STATED EXERCISE
Take the material below and write it all out again exactly.

RECORDS FOR PROCESSING
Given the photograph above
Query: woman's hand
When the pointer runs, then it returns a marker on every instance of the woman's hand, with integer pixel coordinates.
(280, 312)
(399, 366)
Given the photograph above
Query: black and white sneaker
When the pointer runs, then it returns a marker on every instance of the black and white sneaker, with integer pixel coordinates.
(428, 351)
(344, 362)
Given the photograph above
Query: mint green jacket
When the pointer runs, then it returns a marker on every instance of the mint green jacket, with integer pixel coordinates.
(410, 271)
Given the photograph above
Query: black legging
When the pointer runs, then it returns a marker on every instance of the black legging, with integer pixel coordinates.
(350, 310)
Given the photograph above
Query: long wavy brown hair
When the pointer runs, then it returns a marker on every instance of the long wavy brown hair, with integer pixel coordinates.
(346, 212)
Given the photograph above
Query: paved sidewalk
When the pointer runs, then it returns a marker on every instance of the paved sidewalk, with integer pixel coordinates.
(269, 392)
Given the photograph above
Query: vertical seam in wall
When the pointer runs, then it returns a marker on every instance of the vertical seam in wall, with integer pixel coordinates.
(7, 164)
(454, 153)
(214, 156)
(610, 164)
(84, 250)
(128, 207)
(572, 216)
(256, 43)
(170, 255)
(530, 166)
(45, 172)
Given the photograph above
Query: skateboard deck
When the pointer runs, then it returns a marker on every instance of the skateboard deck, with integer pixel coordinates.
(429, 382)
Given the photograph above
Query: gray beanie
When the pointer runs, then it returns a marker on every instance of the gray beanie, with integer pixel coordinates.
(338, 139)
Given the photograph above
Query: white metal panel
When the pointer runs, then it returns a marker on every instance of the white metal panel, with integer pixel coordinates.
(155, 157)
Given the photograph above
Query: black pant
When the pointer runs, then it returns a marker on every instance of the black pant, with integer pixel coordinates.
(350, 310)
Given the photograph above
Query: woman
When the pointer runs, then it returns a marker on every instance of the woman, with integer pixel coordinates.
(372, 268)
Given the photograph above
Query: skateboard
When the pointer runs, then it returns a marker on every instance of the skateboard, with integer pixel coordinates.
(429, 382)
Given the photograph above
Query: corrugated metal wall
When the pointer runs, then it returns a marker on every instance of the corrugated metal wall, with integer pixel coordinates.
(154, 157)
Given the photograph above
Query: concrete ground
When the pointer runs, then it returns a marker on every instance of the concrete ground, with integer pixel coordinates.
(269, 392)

COMPLETE ANSWER
Given the photograph above
Query: woman's hand
When the pointer runs, then it returns a marker on every instance of the woman's hand, with integer pixel coordinates.
(280, 312)
(399, 366)
Given the photograph above
Query: black and white sneaker
When the pointer runs, then it returns a marker on every instance of the black and white sneaker, with integer pixel coordinates.
(428, 351)
(344, 362)
Given the photograph above
Query: mint green jacket
When the pointer runs, then it returns a marker on every instance of the mint green jacket, with integer pixel coordinates.
(410, 271)
Given the photograph above
Query: black legging
When the pointer runs, then it returns a marker on every instance of the black legging, with integer pixel coordinates.
(350, 310)
Given the photograph above
Query: long wavy brown hair
When the pointer runs, then it returns a marker on every instance of the long wavy brown hair, with integer pixel coordinates.
(346, 212)
Given the photograph above
Query: paved sidewalk
When the pointer runs, then it returns a marker on every instance of the paved sidewalk, with integer pixel coordinates.
(269, 392)
Given the photograph above
Query: vertical seam in wall
When the pointer runs, then it returns a marker on every instance of the vertical seam in wall, with integer pixel coordinates.
(7, 164)
(454, 153)
(214, 156)
(610, 164)
(84, 250)
(128, 207)
(572, 216)
(256, 43)
(170, 255)
(530, 166)
(45, 172)
Given the photograph above
Query: skateboard deck
When the pointer runs, then it returns a marker on every instance of the skateboard deck, with integer pixel coordinates.
(429, 382)
Given the photograph above
Query: gray beanie
When the pointer runs, then it returns a marker on every instance of the gray beanie, with integer pixel coordinates.
(338, 139)
Given the photograph above
Query: white metal panel
When the pointer runs, then it returns a marker on every instance of the white metal panel, with integer pixel coordinates.
(155, 157)
Given the photograph above
Query: black pant
When the pointer runs, then it returns a marker on every instance of the black pant, with integer pixel coordinates.
(350, 310)
Given the photograph above
Query: woman
When the pointer runs, then it returns a marker on every instance of the woman, with integer pixel coordinates.
(372, 268)
Given the photograph above
Query: skateboard
When the pointer runs, then it returns a marker on every instance of the skateboard, with integer pixel coordinates.
(429, 382)
Given the photograph above
Query: corrugated metal wall
When the pointer runs, then it returns a marker on every instance of the corrugated metal wall, with integer pixel coordinates.
(154, 157)
Given the photograph above
Query: concrete ground
When the pointer runs, then it returns a marker on every instance of the concrete ground, with integer pixel coordinates.
(269, 392)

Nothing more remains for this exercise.